▶ _Problem details_: Match the word "positive". Return each line of the data below where it appears.

▶ _Saved data entries_:
----

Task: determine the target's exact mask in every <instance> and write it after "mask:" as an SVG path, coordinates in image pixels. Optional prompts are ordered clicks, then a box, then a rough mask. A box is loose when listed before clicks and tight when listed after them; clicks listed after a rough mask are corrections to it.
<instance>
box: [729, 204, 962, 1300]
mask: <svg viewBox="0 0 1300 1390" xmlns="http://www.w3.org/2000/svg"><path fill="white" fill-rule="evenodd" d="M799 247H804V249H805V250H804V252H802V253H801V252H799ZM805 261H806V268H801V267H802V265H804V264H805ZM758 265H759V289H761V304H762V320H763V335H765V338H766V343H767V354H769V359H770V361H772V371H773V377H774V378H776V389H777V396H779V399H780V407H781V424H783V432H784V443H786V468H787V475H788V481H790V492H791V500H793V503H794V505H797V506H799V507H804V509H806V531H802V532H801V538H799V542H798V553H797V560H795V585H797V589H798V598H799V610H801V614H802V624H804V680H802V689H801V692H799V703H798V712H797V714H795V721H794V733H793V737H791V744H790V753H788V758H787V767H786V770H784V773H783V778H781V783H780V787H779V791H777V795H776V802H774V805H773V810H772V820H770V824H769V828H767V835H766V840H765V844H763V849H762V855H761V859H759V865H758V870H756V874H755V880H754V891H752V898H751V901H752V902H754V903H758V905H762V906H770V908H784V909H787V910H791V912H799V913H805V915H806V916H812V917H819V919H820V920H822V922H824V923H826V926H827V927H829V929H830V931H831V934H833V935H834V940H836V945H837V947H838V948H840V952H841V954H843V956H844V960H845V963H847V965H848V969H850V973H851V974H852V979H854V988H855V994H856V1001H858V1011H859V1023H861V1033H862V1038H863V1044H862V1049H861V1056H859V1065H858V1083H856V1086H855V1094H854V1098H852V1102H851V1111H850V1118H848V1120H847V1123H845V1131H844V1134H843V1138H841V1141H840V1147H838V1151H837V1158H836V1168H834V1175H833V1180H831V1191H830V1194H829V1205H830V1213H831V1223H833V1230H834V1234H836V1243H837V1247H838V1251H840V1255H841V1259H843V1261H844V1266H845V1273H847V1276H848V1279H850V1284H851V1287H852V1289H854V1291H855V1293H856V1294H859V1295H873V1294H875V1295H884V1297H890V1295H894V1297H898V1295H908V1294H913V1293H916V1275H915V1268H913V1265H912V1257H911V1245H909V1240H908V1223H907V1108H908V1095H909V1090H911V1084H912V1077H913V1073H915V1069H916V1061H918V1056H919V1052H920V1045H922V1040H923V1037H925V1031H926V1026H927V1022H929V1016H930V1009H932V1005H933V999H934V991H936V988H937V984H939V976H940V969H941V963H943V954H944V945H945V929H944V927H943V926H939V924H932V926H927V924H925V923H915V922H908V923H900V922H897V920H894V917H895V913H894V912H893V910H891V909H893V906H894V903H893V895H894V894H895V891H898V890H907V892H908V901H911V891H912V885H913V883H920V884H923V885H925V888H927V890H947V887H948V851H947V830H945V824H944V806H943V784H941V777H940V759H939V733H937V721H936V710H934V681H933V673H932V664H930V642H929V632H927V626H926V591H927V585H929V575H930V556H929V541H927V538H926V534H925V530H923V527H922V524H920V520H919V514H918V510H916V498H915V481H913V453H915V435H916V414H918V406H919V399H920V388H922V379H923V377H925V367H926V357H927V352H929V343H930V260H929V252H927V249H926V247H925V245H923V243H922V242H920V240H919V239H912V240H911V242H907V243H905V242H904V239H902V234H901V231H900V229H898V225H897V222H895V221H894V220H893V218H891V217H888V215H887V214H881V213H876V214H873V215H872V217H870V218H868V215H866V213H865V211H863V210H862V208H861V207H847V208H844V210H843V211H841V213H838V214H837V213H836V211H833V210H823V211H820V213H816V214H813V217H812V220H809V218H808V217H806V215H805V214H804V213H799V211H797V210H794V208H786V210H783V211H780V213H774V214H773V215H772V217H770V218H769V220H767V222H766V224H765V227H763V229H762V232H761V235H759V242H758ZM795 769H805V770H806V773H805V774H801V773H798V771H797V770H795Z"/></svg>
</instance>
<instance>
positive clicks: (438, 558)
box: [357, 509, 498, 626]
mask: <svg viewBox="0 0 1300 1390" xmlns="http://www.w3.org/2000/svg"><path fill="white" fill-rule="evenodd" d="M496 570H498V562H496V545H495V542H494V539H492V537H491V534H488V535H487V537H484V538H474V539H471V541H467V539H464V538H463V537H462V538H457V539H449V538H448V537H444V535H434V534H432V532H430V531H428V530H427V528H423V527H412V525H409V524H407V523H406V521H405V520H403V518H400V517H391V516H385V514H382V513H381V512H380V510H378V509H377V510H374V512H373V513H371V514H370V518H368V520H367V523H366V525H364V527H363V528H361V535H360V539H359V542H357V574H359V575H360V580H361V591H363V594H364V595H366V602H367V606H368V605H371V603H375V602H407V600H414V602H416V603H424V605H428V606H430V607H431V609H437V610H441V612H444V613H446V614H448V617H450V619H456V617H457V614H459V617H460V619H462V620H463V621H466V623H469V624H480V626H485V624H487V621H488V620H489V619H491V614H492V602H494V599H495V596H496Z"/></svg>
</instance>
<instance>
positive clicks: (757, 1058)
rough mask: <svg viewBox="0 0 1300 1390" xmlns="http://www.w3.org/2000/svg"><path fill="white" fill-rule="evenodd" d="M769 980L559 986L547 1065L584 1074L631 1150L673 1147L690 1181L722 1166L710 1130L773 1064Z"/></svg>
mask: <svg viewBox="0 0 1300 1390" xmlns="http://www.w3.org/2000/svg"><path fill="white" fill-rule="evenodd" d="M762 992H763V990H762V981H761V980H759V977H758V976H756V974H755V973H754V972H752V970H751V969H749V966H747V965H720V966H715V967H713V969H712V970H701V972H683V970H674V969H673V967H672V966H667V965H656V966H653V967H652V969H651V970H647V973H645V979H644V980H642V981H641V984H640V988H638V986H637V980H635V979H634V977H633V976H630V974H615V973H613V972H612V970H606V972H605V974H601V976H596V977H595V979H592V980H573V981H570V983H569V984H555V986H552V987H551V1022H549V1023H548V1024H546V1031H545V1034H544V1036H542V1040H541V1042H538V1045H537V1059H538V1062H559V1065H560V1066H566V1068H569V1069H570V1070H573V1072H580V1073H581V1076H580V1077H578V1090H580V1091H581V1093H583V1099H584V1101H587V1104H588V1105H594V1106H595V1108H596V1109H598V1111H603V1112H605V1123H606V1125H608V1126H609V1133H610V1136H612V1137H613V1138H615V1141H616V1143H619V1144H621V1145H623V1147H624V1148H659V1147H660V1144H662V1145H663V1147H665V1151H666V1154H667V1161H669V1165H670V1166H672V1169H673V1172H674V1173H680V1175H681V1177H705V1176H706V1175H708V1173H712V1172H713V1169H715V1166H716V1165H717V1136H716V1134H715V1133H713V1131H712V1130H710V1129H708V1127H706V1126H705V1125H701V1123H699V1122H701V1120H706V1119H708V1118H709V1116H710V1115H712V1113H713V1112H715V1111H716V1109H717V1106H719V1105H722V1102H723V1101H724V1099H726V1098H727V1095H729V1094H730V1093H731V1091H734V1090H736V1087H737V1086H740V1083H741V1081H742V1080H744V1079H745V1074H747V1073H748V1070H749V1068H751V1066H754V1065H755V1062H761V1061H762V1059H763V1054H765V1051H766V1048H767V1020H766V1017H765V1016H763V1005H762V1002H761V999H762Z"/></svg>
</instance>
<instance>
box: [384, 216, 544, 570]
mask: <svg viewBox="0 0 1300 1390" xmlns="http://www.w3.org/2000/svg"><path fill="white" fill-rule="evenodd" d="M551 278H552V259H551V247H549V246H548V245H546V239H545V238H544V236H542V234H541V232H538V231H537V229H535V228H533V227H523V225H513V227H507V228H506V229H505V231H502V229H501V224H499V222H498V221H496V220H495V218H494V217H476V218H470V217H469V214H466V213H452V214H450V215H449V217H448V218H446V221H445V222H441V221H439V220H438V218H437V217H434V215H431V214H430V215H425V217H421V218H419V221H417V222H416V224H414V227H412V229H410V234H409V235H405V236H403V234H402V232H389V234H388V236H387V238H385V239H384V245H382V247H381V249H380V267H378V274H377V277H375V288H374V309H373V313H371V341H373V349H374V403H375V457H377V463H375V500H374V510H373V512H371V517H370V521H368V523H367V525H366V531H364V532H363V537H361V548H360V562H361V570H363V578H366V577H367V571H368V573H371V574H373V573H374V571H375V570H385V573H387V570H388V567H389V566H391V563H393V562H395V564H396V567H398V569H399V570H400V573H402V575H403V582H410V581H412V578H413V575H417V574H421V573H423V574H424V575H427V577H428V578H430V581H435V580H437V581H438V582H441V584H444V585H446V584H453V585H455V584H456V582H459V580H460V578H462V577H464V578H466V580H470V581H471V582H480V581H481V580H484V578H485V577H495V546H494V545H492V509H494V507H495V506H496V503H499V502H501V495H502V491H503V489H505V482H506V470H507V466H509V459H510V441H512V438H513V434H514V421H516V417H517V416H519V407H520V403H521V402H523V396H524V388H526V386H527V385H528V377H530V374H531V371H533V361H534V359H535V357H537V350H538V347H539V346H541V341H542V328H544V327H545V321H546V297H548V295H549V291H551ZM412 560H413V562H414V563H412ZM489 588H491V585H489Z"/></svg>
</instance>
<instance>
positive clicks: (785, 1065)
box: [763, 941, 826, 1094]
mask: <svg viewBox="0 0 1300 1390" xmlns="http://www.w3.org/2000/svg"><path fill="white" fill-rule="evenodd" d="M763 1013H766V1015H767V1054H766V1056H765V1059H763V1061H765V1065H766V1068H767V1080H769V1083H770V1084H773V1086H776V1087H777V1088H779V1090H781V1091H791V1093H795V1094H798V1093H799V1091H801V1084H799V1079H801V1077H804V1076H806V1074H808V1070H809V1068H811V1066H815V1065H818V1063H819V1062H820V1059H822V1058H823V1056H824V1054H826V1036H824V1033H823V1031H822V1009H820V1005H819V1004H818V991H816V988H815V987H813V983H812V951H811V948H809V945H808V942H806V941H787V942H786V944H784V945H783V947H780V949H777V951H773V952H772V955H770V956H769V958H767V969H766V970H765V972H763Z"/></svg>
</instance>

----

▶ _Final answer_:
positive clicks: (438, 558)
positive clicks: (757, 1058)
positive clicks: (785, 1065)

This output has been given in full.